Document extract:
▽
OK, I see. But then this suggests that any IO scheduling and / or
cgroup-related throttling should happen before we get a request for blk-mq
as well? And then we can still do writeback throttling below that layer?
> But yes, fairness is something that we have to pay attention to. Right now
> the wait queue has no priority associated with it, that should probably be
> improved to be able to wakeup in a more appropriate order.
> Needs testing, but hopefully it works out since if you do run into
> starvation, then you'll go to the back of the queue for the next attempt.
Yeah, once I'll hunt down that regression with old disk, I can have a look
into how writeback throttling plays together with blkio-controller.
> >>+static int __latency_exceeded(struct rq_wb *rwb, struct blk_rq_stat *stat)
> >>+{
> >>+ u64 thislat;
> >>+
> >>+ /*
> >>+ * If our stored sync issue exceeds the window size, or it
> >>+ * exceeds our min target AND we haven't logged any entries,
> >>+ * flag the latency as exceeded.
△
Listing:
▽
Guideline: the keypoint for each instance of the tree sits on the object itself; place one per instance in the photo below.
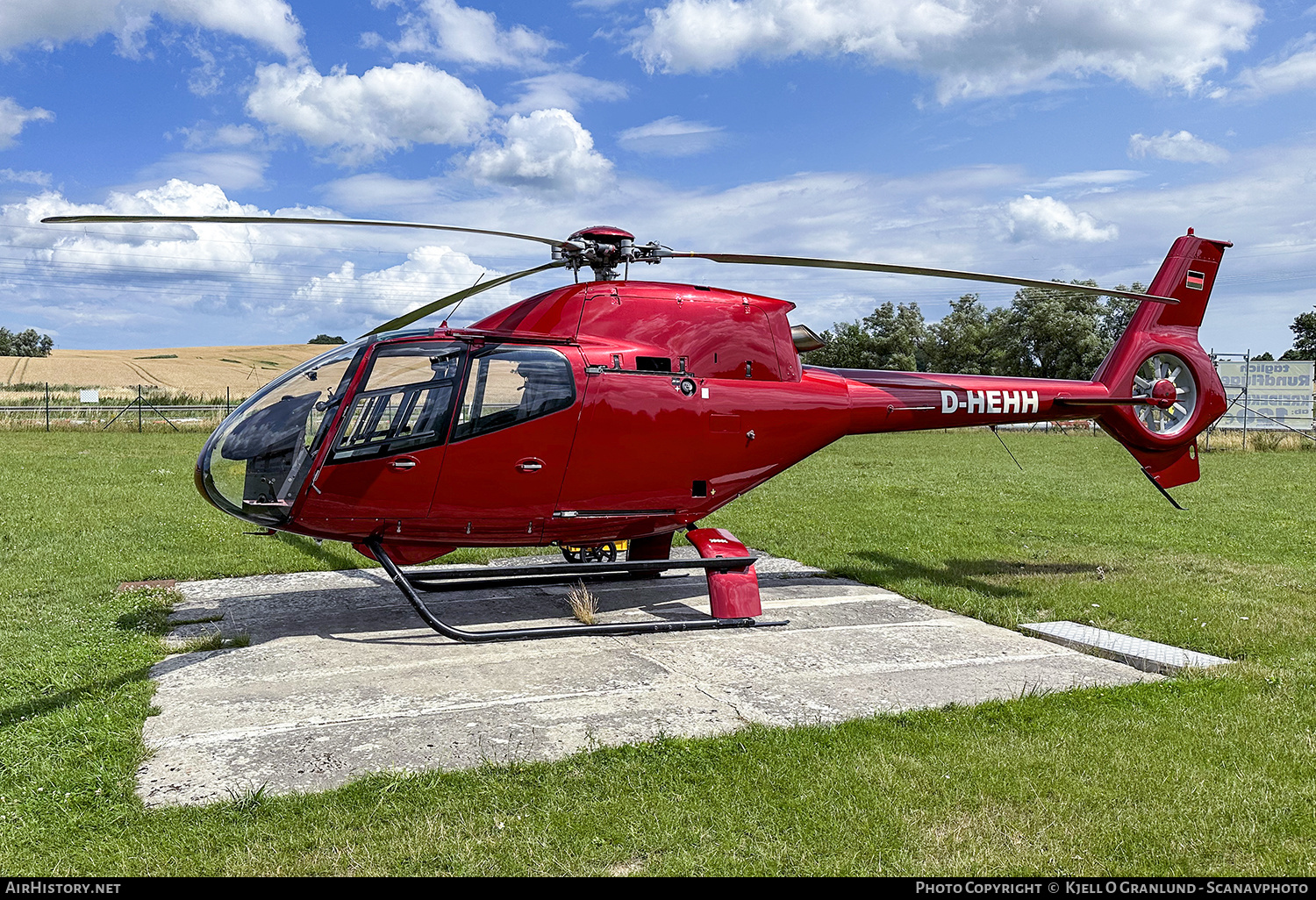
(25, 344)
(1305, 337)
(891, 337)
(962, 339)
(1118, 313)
△
▽
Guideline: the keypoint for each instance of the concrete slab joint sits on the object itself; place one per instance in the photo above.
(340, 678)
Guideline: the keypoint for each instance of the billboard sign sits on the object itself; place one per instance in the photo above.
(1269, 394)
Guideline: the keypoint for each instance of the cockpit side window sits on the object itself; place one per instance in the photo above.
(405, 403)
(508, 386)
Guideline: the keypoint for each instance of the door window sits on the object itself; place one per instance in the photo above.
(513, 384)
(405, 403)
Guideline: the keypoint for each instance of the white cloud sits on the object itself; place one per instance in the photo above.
△
▽
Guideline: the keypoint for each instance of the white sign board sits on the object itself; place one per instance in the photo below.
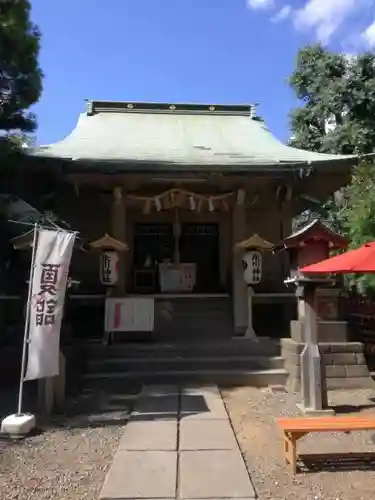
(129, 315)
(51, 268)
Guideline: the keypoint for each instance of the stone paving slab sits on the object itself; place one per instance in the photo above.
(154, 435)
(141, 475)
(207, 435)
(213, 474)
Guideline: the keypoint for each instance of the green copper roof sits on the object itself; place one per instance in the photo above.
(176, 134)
△
Problems to work on:
[A] Print the passage of the writeback throttling email starting at "OK, I see. But" and ending at "struct blk_rq_stat *stat)", reproducing it word for word.
[B] Answer these questions using the writeback throttling email:
(i) What does the wait queue currently have no association with?
(ii) What does the writer intend to hunt down before looking into how writeback throttling works with blkio-controller?
(iii) What is the name of the static function defined in the quoted code?
[C] List every data type that appears in the code quoted in the writeback throttling email.

Complete answers:
[A]
OK, I see. But then this suggests that any IO scheduling and / or
cgroup-related throttling should happen before we get a request for blk-mq
as well? And then we can still do writeback throttling below that layer?
> But yes, fairness is something that we have to pay attention to. Right now
> the wait queue has no priority associated with it, that should probably be
> improved to be able to wakeup in a more appropriate order.
> Needs testing, but hopefully it works out since if you do run into
> starvation, then you'll go to the back of the queue for the next attempt.
Yeah, once I'll hunt down that regression with old disk, I can have a look
into how writeback throttling plays together with blkio-controller.
> >>+static int __latency_exceeded(struct rq_wb *rwb, struct blk_rq_stat *stat)

[B]
(i) Priority.
(ii) A regression with an old disk.
(iii) __latency_exceeded

[C]
int
struct rq_wb
struct blk_rq_stat
u64